**EXERCISE REQUIREMENTS:**
Please update the records in the stretch from the line containing "Please spot the black racing" through the end of the records, replacing "staircase railing" with "stair handrail" and changing nothing else. Leave the pictures out of your answer.

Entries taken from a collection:
----

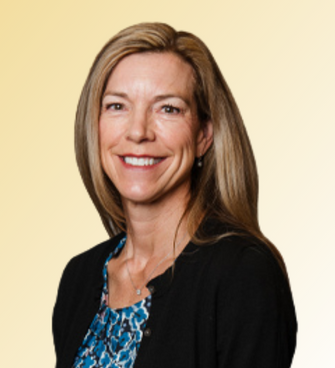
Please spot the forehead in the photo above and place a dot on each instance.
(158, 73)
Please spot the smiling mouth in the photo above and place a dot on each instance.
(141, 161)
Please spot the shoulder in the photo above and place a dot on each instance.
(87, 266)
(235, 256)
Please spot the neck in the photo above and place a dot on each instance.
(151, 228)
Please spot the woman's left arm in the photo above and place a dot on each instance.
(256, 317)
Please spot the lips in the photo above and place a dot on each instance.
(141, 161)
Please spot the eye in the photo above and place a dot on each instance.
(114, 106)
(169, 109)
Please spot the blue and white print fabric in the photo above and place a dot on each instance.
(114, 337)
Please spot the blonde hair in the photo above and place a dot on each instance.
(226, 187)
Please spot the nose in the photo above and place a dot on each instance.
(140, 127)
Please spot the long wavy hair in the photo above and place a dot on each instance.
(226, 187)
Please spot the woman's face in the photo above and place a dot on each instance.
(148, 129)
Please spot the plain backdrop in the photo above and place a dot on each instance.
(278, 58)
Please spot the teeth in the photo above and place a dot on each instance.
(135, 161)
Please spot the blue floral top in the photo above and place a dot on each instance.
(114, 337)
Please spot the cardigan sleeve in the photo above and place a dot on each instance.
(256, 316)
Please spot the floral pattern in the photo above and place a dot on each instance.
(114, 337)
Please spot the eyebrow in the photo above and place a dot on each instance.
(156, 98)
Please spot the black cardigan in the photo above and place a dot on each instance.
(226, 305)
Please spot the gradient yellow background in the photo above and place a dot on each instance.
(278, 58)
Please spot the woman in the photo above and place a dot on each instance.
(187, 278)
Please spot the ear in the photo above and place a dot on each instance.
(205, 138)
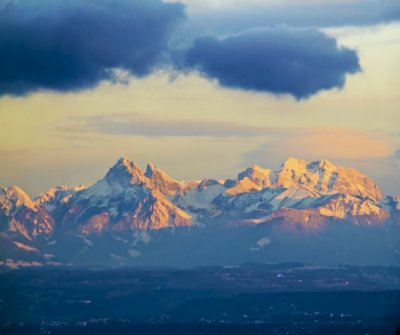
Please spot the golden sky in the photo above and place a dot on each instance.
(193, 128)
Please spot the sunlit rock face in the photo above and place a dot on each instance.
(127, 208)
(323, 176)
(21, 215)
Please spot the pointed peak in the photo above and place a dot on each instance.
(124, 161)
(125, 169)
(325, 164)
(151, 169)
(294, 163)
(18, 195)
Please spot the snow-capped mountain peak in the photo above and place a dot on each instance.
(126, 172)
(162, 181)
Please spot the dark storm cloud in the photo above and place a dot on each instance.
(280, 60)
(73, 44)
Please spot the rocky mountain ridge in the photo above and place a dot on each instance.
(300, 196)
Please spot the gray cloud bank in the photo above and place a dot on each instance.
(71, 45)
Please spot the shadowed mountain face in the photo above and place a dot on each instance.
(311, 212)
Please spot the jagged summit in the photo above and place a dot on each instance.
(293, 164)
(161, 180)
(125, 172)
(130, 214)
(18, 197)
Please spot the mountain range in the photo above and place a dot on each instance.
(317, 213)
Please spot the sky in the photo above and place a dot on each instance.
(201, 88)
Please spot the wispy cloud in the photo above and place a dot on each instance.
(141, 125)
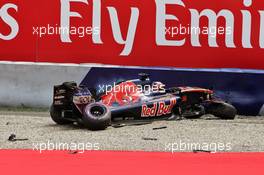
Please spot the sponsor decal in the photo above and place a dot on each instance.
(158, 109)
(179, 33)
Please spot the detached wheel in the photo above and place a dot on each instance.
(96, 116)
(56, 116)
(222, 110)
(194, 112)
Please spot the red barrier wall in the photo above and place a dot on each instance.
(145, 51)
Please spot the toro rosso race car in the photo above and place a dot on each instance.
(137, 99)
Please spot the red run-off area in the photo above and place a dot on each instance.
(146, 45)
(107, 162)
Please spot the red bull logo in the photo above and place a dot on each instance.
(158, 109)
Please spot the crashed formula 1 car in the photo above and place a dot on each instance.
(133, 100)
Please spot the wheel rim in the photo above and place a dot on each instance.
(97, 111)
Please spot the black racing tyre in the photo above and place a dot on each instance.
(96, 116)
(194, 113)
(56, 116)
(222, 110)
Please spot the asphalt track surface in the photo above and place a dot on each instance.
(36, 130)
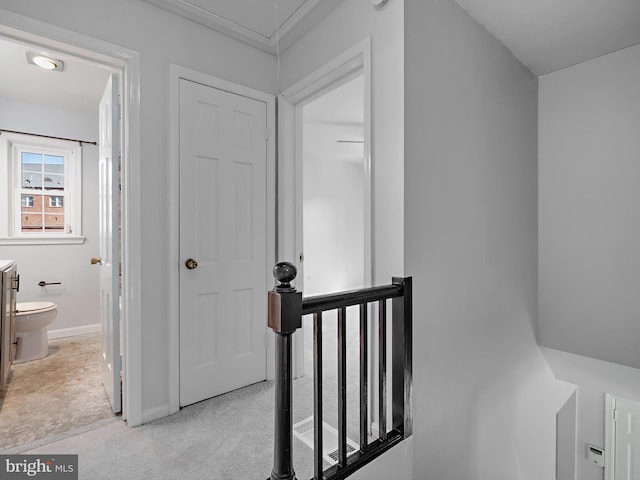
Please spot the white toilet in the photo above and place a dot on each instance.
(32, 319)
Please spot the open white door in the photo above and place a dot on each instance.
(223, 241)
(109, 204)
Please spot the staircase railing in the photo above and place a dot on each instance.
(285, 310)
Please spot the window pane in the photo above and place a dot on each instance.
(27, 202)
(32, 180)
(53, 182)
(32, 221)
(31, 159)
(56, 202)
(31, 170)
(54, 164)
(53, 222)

----

**EXERCISE SOLUTION:**
Please spot the black racing tyre in the photo above and place a dot on each instance.
(96, 116)
(194, 113)
(56, 116)
(222, 110)
Please spot the asphalt track surface in the photo above and place a dot on each instance.
(36, 130)
Please spot the white toilet in the photo above and place a dot on each instance.
(32, 319)
Please spot the open white door in the photo above and place a dot on each instance.
(223, 241)
(109, 204)
Please spot the stair handrail in the photo above and place a dot on each instance.
(285, 310)
Please spot the window pane in the photo above and place a dot on each instance.
(27, 202)
(32, 180)
(53, 182)
(32, 221)
(31, 159)
(56, 202)
(31, 170)
(54, 164)
(53, 222)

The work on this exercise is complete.